## [Supplied information]
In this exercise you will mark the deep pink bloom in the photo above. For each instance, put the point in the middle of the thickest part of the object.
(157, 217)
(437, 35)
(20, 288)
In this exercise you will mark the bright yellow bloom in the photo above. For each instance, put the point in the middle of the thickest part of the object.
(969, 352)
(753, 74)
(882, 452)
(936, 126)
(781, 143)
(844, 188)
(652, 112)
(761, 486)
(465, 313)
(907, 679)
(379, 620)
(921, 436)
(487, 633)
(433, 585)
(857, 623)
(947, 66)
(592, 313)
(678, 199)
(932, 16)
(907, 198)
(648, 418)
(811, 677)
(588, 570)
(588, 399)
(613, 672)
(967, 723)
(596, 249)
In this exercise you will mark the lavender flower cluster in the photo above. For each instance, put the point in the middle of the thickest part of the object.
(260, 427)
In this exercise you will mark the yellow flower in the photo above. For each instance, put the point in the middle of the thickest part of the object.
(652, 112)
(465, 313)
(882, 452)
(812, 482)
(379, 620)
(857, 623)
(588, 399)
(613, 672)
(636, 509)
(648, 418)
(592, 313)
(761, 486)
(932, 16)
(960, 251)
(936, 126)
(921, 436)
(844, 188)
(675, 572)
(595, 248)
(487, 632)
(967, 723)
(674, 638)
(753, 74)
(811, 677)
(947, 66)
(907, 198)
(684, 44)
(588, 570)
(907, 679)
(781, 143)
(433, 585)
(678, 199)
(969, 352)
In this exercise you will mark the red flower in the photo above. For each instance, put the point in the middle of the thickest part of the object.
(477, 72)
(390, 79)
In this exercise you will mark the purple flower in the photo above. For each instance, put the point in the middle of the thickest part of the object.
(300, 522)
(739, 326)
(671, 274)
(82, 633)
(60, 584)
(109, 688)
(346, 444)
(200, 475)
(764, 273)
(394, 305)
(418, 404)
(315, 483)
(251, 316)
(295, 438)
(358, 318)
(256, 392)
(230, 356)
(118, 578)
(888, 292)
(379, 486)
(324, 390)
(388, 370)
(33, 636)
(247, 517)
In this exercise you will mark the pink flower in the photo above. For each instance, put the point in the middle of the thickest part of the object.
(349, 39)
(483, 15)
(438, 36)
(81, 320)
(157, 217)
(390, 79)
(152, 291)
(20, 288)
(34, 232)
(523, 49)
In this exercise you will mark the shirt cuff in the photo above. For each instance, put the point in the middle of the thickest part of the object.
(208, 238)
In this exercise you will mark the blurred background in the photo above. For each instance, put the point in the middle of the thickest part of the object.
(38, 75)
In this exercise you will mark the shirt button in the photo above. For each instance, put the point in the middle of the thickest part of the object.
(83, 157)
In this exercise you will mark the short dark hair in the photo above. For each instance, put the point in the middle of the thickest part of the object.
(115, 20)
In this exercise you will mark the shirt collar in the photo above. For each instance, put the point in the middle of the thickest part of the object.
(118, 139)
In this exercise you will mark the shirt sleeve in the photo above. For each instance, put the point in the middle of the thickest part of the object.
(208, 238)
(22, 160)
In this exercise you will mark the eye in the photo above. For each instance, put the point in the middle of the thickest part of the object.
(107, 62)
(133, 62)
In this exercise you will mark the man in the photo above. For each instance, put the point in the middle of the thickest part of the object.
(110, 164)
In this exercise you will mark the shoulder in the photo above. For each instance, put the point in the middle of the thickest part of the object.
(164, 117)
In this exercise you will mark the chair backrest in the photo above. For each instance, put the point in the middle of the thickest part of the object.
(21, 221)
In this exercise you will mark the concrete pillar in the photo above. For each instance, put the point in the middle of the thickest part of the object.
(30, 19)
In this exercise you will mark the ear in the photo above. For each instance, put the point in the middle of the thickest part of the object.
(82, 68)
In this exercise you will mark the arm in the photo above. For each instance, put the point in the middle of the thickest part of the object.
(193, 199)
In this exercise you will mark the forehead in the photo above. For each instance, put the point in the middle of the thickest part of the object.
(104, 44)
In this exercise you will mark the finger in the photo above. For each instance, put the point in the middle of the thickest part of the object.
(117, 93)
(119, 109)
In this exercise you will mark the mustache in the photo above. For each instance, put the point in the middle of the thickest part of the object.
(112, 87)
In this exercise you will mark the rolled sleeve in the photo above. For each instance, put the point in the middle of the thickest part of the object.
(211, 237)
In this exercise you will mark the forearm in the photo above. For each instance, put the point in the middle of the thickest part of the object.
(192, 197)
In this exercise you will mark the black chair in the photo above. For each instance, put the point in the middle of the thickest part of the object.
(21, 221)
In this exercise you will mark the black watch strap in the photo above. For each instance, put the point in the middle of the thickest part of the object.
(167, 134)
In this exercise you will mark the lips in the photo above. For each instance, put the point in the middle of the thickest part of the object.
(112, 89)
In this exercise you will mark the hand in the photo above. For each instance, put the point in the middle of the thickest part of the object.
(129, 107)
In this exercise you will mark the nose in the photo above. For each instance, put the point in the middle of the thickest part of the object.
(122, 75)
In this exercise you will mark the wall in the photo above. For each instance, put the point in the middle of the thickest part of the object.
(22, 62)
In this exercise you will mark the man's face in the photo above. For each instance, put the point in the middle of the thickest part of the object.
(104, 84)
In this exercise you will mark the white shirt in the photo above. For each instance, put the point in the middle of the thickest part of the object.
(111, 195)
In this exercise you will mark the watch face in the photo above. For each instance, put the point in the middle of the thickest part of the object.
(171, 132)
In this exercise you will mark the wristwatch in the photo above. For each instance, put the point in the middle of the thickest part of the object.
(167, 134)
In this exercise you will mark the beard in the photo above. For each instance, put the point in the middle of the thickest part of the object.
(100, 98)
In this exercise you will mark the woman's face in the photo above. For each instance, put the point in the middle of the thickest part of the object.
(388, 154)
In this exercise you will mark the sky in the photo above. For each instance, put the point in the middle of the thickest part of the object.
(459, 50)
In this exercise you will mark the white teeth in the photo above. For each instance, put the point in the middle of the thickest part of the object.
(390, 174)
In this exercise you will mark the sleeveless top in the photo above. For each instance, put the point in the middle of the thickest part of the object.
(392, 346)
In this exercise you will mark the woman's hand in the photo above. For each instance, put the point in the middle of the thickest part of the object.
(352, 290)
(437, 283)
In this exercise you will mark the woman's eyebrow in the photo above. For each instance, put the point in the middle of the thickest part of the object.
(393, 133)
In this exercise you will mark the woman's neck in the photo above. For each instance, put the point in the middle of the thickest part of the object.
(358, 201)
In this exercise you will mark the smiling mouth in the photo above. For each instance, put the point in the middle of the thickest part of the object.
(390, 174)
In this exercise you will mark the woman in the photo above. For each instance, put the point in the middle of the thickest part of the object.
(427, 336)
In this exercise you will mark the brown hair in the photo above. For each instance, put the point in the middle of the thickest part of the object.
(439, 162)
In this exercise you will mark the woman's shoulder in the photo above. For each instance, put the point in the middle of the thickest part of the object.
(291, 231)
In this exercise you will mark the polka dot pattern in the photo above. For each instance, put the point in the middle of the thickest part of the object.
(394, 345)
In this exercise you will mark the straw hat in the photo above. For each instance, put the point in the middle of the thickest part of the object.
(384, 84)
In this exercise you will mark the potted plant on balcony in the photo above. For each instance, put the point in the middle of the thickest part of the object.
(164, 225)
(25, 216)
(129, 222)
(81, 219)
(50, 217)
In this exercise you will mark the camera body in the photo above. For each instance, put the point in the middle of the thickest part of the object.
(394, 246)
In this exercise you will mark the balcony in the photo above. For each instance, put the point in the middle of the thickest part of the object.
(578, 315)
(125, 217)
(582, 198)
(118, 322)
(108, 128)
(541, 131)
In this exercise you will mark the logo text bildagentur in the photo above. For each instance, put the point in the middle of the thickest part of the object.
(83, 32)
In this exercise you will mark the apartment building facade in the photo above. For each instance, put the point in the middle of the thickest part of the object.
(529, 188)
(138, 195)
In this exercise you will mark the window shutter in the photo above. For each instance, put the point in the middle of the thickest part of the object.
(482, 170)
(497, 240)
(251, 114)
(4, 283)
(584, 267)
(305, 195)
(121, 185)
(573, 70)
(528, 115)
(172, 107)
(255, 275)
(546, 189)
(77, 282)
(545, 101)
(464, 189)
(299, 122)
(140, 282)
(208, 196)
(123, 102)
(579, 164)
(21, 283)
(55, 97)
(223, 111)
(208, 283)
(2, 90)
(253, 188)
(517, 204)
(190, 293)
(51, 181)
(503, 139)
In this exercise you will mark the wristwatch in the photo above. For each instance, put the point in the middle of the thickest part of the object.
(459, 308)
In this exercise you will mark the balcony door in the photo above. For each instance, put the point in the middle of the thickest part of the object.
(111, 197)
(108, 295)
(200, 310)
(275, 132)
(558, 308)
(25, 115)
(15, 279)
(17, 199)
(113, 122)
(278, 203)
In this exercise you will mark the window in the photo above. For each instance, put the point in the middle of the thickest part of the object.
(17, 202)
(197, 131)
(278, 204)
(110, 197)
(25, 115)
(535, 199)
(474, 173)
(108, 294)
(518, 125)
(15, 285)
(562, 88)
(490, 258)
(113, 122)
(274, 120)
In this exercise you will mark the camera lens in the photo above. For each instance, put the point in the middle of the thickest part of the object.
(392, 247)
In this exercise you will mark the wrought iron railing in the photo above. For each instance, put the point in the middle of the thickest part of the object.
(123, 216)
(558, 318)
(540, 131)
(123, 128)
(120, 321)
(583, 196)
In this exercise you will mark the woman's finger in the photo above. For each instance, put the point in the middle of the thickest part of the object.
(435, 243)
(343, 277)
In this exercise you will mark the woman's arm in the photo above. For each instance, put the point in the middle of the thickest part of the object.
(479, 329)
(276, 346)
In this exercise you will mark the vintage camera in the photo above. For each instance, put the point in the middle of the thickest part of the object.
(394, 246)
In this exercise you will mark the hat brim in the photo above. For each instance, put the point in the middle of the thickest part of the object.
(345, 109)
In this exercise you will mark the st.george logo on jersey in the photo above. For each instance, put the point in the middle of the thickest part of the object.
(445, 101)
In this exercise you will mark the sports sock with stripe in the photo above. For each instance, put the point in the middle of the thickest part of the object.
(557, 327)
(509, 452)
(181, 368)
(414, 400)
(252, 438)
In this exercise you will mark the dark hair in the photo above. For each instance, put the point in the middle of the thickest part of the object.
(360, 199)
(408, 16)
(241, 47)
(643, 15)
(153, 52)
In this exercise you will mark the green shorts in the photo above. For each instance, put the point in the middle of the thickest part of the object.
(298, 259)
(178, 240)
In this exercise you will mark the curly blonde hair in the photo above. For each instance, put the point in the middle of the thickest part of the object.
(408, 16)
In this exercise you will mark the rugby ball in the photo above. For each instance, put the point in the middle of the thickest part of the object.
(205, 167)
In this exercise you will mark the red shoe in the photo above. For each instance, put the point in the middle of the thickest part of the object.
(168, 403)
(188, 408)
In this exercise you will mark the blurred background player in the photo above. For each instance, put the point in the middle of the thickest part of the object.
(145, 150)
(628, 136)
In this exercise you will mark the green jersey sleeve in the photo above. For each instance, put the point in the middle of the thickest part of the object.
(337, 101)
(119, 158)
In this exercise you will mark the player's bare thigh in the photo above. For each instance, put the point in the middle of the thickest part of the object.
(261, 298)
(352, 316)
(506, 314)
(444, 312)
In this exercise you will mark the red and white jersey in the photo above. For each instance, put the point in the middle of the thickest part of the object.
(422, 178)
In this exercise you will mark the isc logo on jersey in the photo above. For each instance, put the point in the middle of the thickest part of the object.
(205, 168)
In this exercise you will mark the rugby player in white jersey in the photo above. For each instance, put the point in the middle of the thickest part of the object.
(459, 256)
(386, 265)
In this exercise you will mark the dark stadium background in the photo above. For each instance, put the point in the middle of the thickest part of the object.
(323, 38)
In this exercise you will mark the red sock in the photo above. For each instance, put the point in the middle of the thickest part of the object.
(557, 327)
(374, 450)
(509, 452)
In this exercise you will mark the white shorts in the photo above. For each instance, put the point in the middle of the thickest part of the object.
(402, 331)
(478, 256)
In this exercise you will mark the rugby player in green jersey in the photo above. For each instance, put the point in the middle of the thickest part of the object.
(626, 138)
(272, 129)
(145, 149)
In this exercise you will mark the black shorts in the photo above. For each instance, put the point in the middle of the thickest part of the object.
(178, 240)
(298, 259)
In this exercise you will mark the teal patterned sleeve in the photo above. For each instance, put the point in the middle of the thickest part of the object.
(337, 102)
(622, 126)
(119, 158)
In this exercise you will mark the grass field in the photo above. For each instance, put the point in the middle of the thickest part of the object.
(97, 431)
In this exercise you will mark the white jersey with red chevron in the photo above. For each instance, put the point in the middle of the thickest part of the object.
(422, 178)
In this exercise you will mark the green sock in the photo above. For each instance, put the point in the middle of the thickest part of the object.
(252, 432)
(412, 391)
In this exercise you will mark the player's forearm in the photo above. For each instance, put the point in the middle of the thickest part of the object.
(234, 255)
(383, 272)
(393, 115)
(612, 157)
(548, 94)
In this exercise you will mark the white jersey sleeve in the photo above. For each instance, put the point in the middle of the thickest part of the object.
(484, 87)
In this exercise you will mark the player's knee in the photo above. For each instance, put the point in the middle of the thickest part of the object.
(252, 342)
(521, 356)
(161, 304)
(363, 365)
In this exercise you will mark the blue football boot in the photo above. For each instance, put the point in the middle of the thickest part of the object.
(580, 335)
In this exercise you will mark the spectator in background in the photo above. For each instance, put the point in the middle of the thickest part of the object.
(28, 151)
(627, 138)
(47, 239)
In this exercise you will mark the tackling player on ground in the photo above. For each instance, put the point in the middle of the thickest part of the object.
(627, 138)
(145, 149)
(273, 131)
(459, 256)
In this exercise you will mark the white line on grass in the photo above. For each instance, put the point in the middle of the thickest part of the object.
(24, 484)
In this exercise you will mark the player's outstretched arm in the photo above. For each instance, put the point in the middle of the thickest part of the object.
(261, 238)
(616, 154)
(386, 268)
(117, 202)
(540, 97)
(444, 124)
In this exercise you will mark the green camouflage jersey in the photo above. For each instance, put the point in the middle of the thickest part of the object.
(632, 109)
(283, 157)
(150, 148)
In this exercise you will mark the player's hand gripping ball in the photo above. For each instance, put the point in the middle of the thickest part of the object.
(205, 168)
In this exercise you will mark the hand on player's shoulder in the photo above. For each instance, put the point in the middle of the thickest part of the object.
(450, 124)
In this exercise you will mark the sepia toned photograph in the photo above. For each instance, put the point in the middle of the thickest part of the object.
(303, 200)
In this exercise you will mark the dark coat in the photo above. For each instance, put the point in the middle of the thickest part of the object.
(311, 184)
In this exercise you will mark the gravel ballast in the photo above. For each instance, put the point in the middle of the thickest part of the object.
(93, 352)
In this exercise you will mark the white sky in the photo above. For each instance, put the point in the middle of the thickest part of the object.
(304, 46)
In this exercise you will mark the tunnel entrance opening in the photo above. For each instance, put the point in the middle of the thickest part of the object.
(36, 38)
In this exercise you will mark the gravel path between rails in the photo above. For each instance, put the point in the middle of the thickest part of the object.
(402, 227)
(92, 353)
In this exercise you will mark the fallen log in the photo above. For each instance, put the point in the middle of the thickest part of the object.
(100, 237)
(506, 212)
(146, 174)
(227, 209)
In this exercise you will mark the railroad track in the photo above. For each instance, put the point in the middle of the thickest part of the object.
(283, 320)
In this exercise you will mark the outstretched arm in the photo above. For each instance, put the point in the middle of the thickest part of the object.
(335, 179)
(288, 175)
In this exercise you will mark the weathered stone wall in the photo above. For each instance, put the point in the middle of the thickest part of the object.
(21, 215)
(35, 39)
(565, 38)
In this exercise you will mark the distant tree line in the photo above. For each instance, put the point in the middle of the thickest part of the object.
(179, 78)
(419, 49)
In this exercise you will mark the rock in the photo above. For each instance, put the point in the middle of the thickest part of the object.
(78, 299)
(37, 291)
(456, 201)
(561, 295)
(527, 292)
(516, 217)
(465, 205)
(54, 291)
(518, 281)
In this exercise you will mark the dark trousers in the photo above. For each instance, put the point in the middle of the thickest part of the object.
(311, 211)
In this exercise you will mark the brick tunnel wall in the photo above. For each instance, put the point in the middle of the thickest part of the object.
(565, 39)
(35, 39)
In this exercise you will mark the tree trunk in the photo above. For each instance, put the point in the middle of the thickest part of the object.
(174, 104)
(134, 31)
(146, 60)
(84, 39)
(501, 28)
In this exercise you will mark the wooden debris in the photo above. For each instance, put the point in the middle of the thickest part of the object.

## [Your goal]
Using the records above, please retype only the run of lines from the line holding "In this exercise you will mark the fallen" through the last line, both ends included.

## [Full solution]
In this exercise you will mark the fallen log in the photo above. For each instance, put the point in the middle of the thickest part of the object.
(100, 237)
(506, 212)
(146, 174)
(227, 209)
In this exercise you will mark the railroad track in the photo above. For each instance, put the point in the middle of the thickest part of the object.
(283, 320)
In this exercise you will mark the outstretched arm in the photo above. For each instance, put the point in the middle of the thickest part of the object.
(335, 179)
(288, 175)
In this exercise you will mark the weathered stone wall in the photo above. For each instance, put the point in the middle of the thickest part of the object.
(21, 215)
(35, 39)
(565, 38)
In this exercise you will mark the distant tree line in the photo above. For each instance, put the point in the middle of the thickest part of the object.
(179, 78)
(419, 49)
In this exercise you will mark the rock in the photo above. For each instance, put the point in the middle of the thickest part of the object.
(78, 299)
(37, 291)
(456, 201)
(561, 295)
(527, 292)
(516, 217)
(465, 205)
(54, 291)
(518, 281)
In this exercise you will mark the dark trousers in the photo above. For each instance, put the point in the middle of the thickest part of the object.
(311, 211)
In this exercise you will mark the brick tunnel wall in the photo above. For each instance, put the point in the middle of the thickest part of the object.
(565, 39)
(35, 39)
In this exercise you will mark the tree trunk in the photo above. For each instance, put the point in the middle of the thickest part of the object.
(174, 104)
(134, 31)
(146, 60)
(84, 39)
(501, 28)
In this exercise you will mark the wooden debris in the photo above. For each instance, put the point in the middle of the thickest part of the object.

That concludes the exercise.